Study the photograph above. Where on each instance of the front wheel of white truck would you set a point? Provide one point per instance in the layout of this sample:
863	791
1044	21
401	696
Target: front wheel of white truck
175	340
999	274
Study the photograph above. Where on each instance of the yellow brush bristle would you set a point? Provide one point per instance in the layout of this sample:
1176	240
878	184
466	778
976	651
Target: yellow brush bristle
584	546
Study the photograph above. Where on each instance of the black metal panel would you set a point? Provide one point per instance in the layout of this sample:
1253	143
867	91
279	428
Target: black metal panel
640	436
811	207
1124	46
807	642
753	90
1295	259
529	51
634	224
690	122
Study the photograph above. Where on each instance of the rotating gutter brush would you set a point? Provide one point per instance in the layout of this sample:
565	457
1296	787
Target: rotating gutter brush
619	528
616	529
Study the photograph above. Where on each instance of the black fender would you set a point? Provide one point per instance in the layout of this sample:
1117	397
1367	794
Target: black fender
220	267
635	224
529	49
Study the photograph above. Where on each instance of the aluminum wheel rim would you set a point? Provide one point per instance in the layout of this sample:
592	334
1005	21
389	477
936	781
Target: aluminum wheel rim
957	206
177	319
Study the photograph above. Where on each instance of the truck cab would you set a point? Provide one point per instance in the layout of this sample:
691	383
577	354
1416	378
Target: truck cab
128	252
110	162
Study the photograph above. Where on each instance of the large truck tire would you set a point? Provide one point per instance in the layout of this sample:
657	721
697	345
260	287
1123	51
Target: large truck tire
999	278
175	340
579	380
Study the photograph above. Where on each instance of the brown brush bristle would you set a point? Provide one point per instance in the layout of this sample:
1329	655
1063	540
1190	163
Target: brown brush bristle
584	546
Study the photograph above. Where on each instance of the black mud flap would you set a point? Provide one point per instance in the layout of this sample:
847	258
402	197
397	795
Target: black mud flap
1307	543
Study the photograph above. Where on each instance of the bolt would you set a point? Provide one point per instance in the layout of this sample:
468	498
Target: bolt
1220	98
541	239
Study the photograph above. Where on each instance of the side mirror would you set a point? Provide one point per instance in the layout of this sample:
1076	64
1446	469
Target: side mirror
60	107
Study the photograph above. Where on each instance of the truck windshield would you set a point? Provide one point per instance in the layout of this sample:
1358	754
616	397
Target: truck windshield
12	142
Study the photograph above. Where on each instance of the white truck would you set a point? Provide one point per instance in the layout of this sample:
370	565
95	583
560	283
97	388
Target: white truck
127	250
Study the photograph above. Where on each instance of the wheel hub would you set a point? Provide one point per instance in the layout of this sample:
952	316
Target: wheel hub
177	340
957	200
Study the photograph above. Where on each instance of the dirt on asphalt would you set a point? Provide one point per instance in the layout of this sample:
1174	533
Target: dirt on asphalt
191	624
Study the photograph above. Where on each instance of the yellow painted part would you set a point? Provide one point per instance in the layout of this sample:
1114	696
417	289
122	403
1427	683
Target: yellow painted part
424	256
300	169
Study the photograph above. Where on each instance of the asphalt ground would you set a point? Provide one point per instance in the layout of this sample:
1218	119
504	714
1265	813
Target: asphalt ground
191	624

▶ _ACTIVITY_
Reproduce each record exactly as it appears.

▶ _SOLUTION_
Study the photograph above. Where on each instance of the front wheel of white truck would you set a point? Provide one point per instance in the layout of this sample:
863	791
1044	21
401	696
Target: front wheel of white truck
175	340
999	274
Study the photograph above. Where on each instance of the yellow brush bristle would you set a point? Provide one point per instance in the layout of this sample:
1176	240
878	184
466	778
976	651
Target: yellow brush bristle
584	546
Study the photograph above. Where on each instance of the black metal panel would you set a point? Provide one point per instance in the layout of this sample:
1253	143
867	91
279	428
Target: black metal panel
640	436
811	207
1124	46
807	642
753	90
1295	259
529	51
634	224
690	122
Study the photograph above. Where on each instance of the rotating gutter brush would you set a point? Provide one point per instance in the layout of this sample:
565	457
1296	787
Target: rotating gutter brush
619	528
616	529
Study the photograph above. Where on each instance of the black fender would you set a point? Provide one point per instance in the layout of this sample:
1117	397
1367	794
Target: black fender
220	267
635	224
529	49
Study the photograph above. Where on each instance of the aluminum wheel rim would you set a point? Provide one point per instance in the layout of this sample:
592	334
1005	21
389	477
936	781
Target: aluminum wheel rim
957	206
177	319
Study the photograph above. Where on each instance of the truck cab would you set a point? Provide one point per instance in the layout of this sample:
691	383
577	354
1416	378
Target: truck cab
128	252
110	162
Study the photograph above. Where on each instance of the large truck tire would you set a point? Provide one point per instance in the layout of this sample:
657	721
697	345
260	287
1123	51
Target: large truck tire
999	278
175	340
579	380
Study the photograph above. Where on each instance of the brown brush bristle would you set a point? Provide one point per instance in the layout of this sample:
1329	655
1063	540
1190	163
Target: brown brush bristle
584	546
Study the photograph above. Where on each instance of the black mud flap would you set a point? Provide one point per instance in the layout of this sample:
847	258
402	197
397	795
Target: black mud flap
1307	543
Study the photograph above. Where on each instance of the bolt would you set a point? Provide one point per instance in the layout of this sample:
468	498
Target: bolt
1220	98
541	239
Study the photograph above. Where on each instance of the side mirror would you set a point? Provide one point per instance in the layout of this sample:
1076	64
1446	469
Target: side mirror
60	107
Study the photograph above. Where on each instance of the truck windshield would you set a point? Provide one point per instance in the layout of this sample:
1358	754
616	397
Target: truck windshield
12	142
Study the photograph above. Where on each instance of the white truck would you set a point? Provide one point per instance in the layout of this sample:
370	565
95	583
560	283
97	388
Target: white truck
127	250
Study the photograph above. Where on each instance of the wheel hub would you set a point? Provide one point per instance in the layout of this sample:
952	316
Target: wheel hub
177	340
957	200
Study the photograph above. Where on each instance of the dirt on asphalt would you set a point? Provide one point per instance in the layout of this sample:
1174	533
Target: dirt on asphalt
191	624
Study the photograph above. Where on each instance of the yellow painted part would you set a point? Provide one point per instance in the layout of this sample:
1114	696
417	289
122	403
1427	683
Target: yellow painted part
424	256
300	169
Study the photograph above. Where on each instance of the asphalt ground would you set a point? Provide one point per instance in the layout of this sample:
1218	119
504	714
1265	813
Target: asphalt ground
191	624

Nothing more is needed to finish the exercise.